**PASSAGE PROVIDED**

Moving quickly, pour the batter into the cups, filling each about 2/3 full. Carefully return to the oven and bake for 15-25 minutes until risen and golden brown. Don't open the oven before 15 minutes have passed. Mine were risen at this point, but took an extra ten minutes to brown.

Allow to cool slightly, then gently loosen from the muffin tins and serve immediately pooled with gravy or jus!

Monday, September 18, 2017

Champ

Champ are a delicious version of mashed potatoes. They are of Irish origin and are really only mashed potatoes with the addition of thinly sliced green onions but they are really delicious! Maybe it's because the Irish really know how to make a good mash! After having worked in Ireland a couple times, I learned the tricks to excellent mash. Here is my version of champ, which adds some garlic and browned butter for extra mashed potato yumminess!!

Champ
potatoes, peeled, boiled, drained well, mashed, and still hot
thinly sliced green onions (or spring onions, or scallions, they're all the same)
minced garlic
brown butter (melt unsalted butter, then continue cooking it until it turns golden brown)
whipping cream, heated until warm
black pepper
salt

Ensure the potatoes are well mashed and smooth. Then add remaining ingredients, gradually. You want the potatoes to be thin and creamy, but not soupy. And you should be able to taste the garlic, pepper and salt so no flavor overpowers the other. The onions should appear quite prominently throughout the mix. The hardest part is knowing the proper ratios of cream and butter and this comes with practice. Both serve to add richness and thin out the potatoes, but too much butter makes them greasy and too much cream makes them gummy or soupy.
I was taught that after adding enough liquid, the potatoes should be able to be mixed with a whisk until smooth. The process goes a lot smoother if the potatoes, cream, and butter are all hot to begin with!

Sunday, September 17, 2017

Creamed Spinach

Creamed Spinach
butter
shallots
garlic
spinach
cream
salt
pepper

In a large, shallow pot melt the butter. Add the shallots and garlic and sweat until softened and aromatic. Add in the spinach, stir it around, cover the pan and turn off the heat to allow the spinach to wilt.
Meanwhile, in a tall pot heat the cream and reduce until thickened and a yellow-ish color. 
Once the spinach is wilted and the cream is very thick, use a slotted spoon to spoon the spinach into the cream (to avoid getting excess liquid into the mixture and thinning it out). Season to taste with salt and pepper.

Saturday, September 16, 2017

Braised Baby Onions

We got some adorable little local baby onions in last week and I wanted to prepare them in a way so as to showcase them, and not just chop them up like any other onion (also because small onions are a pain to chop!). We had some little white onions, yellow, greenish, and purple. They are kind of similar to pearl onions but pearl onions are usually sold in a jar of brine, already peeled.
Anyway, I decided to peel them and trim them up, but leave them whole and braise them.

**JOBS**
a) Transcribe the recipe passage above word for word, taking everything from "minced garlic" down to "gummy or soupy.".
b) Write the next part of the recipe passage above, picking up right after its final sentence.

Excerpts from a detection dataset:
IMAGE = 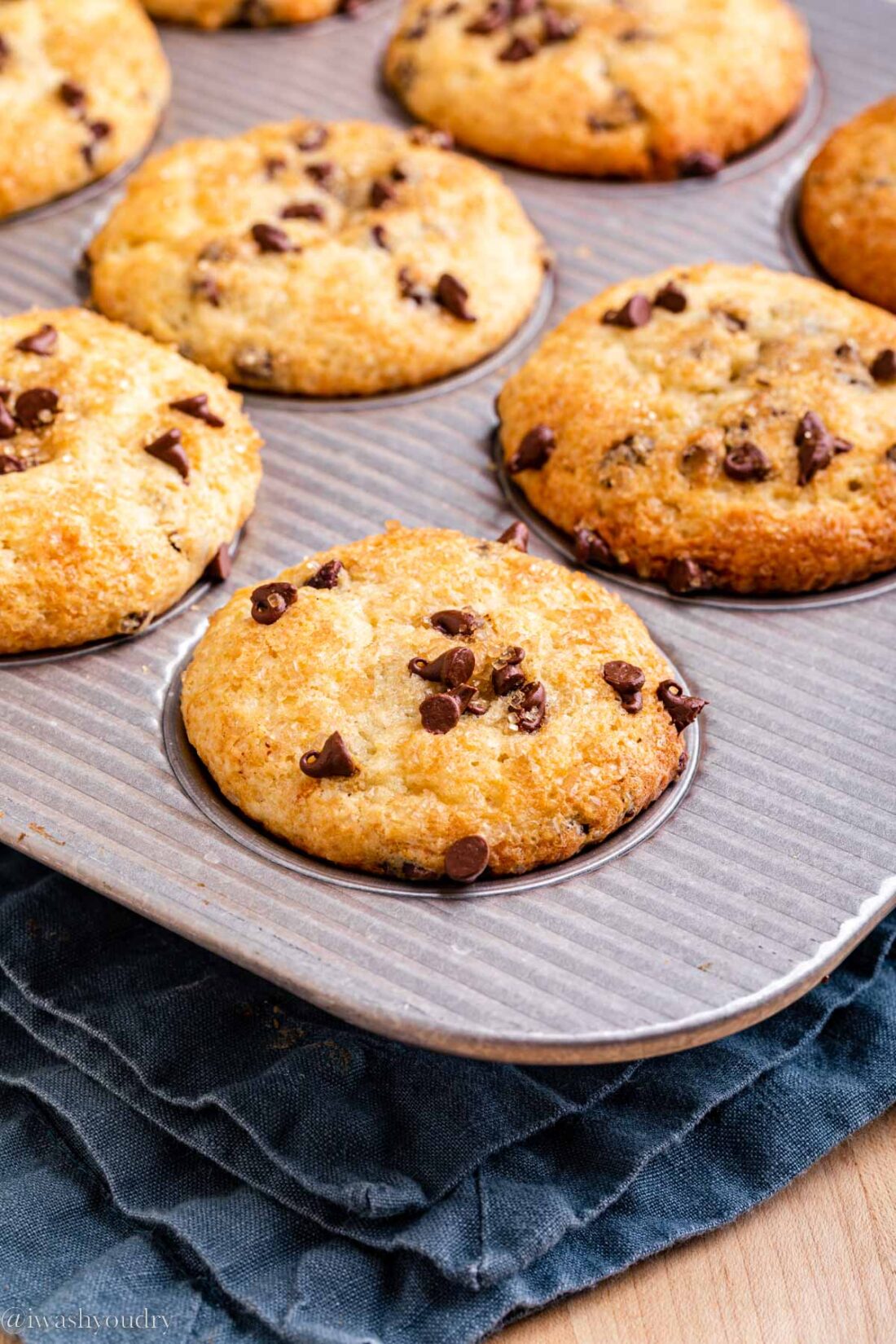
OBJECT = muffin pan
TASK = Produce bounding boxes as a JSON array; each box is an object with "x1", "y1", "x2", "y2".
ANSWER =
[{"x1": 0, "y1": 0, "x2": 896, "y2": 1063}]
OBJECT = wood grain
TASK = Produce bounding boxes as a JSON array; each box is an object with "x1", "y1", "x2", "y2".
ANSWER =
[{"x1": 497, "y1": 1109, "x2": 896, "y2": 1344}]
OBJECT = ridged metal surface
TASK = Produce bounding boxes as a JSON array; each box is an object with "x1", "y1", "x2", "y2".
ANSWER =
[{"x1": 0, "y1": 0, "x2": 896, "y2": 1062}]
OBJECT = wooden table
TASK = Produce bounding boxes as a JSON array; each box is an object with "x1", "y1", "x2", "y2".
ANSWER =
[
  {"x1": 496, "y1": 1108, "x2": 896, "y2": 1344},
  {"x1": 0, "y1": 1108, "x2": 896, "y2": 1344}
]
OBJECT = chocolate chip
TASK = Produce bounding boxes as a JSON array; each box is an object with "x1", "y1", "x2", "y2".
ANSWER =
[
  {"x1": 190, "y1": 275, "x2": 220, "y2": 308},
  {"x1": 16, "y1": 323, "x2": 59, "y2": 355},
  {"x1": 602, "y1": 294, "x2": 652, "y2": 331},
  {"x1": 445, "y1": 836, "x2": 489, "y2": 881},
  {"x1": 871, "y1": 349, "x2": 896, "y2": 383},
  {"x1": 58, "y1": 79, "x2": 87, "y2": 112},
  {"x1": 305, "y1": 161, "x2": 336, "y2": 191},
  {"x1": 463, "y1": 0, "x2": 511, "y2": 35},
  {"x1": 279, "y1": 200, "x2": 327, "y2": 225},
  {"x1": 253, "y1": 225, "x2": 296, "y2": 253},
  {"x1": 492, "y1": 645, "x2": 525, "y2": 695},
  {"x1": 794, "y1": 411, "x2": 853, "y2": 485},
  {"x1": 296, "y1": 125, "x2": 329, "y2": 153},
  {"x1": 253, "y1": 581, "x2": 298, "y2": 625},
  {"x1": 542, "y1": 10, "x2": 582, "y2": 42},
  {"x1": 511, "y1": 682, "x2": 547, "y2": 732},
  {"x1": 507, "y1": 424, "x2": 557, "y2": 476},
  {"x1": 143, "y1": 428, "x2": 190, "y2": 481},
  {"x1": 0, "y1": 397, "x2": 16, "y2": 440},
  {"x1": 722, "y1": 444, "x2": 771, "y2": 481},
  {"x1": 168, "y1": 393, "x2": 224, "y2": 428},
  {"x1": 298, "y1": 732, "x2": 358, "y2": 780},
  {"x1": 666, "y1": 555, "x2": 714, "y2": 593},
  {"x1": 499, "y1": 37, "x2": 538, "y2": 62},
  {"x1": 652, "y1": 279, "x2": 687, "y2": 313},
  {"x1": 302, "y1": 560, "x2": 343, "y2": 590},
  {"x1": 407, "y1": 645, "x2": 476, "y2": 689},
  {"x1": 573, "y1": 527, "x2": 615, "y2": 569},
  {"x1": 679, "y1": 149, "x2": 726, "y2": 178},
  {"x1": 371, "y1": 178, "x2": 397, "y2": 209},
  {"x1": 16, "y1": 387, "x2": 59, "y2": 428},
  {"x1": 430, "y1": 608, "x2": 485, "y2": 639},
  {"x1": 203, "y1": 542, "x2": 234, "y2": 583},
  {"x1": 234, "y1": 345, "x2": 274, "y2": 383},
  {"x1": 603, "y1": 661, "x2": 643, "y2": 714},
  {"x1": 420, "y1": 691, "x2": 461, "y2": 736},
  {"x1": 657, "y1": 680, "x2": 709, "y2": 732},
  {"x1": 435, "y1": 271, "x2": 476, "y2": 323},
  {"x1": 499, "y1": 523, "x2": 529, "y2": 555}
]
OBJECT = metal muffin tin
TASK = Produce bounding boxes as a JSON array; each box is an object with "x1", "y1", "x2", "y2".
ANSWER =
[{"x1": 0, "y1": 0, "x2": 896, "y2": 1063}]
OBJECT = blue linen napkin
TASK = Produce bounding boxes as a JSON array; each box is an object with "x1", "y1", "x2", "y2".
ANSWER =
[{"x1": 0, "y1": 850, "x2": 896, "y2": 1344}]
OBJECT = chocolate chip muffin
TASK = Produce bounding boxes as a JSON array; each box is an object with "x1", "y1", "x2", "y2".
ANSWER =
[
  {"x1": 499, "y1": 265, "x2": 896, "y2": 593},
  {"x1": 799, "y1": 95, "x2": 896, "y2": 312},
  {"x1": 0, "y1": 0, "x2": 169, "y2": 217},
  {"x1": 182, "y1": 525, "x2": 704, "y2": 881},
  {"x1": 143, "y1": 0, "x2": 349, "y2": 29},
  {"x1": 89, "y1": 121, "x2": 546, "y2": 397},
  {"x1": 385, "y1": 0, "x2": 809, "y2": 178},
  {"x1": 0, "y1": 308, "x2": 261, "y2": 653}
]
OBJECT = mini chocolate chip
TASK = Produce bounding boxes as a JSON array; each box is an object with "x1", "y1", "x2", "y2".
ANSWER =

**EXERCISE ANSWERS**
a)
minced garlic
brown butter (melt unsalted butter, then continue cooking it until it turns golden brown)
whipping cream, heated until warm
black pepper
salt

Ensure the potatoes are well mashed and smooth. Then add remaining ingredients, gradually. You want the potatoes to be thin and creamy, but not soupy. And you should be able to taste the garlic, pepper and salt so no flavor overpowers the other. The onions should appear quite prominently throughout the mix. The hardest part is knowing the proper ratios of cream and butter and this comes with practice. Both serve to add richness and thin out the potatoes, but too much butter makes them greasy and too much cream makes them gummy or soupy.

b)
Braised Baby Onions
baby onions, peeled and bottom root sliced off
butter
brown sugar
red wine vinegar
red wine
water
salt and pepper, to taste

Heat the butter in a pan, add the onions, and toss to coat them. Sprinkle on some sugar and stir to coat Pour in a little vinegar and deglaze. Then pour in enough wine to cover and simmer until wine is reduced and no liquid remains Pour in a little extra wine and some water, bring to a boil. Cover, reduce heat to low and cook until onions are very soft and almost falling apart. Check on them periodically to make sure the mixture doesn't run dry. You want the braising liquid to be sticky and thick at the end but you don't want it to burn! Season as desired.

Friday, September 15, 2017

Roasted Cherry Tomatoes

Cherry tomatoes are delicious - naturally sweet, fresh, cute, easy to handle, versatile, etc. They are great for just snacking on as is, but to add them to a dish, I like to do a little something with them. Although very enjoyable raw, sometimes it is appropriate to cook them. Here is my method. For this batch I used cherry tomatoes in a variety of colors!
I halved them all and tossed them onto an oiled baking sheet. I drizzled with a little more oil, a small sprinkling of brown sugar to enhance the natural sweetness, and a sprinkle of salt and cracked black pepper. Then I baked them at 425F until the skins just began to soften.

Thursday, September 14, 2017

Red Wine Jus

This is the sauce I served accompanying my prime rib roast. I made it using the juices and vegetables from the roast.


  1. Prepare the prime rib roast as described in yesterday's post.
  2. After removing the roast from the pan, you can either use that pan (especially if it is a rondeau) or transfer the contents to a pot. If the bottom of the pan is quite charred, then transfer the contents. You want the carmelized bits and vegetables but not anything which will impart a burnt, bitter flavor.
  3. Choose a red wine and poor in enough to just cover the vegetables. Add the stalks of the thyme and rosemary used for the roast rub.If the roast is already carved, add in the bones as well.
  4. Reduce until almost au sec. Then add some stalk (beef or veg) to completely cover. Reduce the mixture until it begins to thicken and darken. Then add more red wine and continue reducing.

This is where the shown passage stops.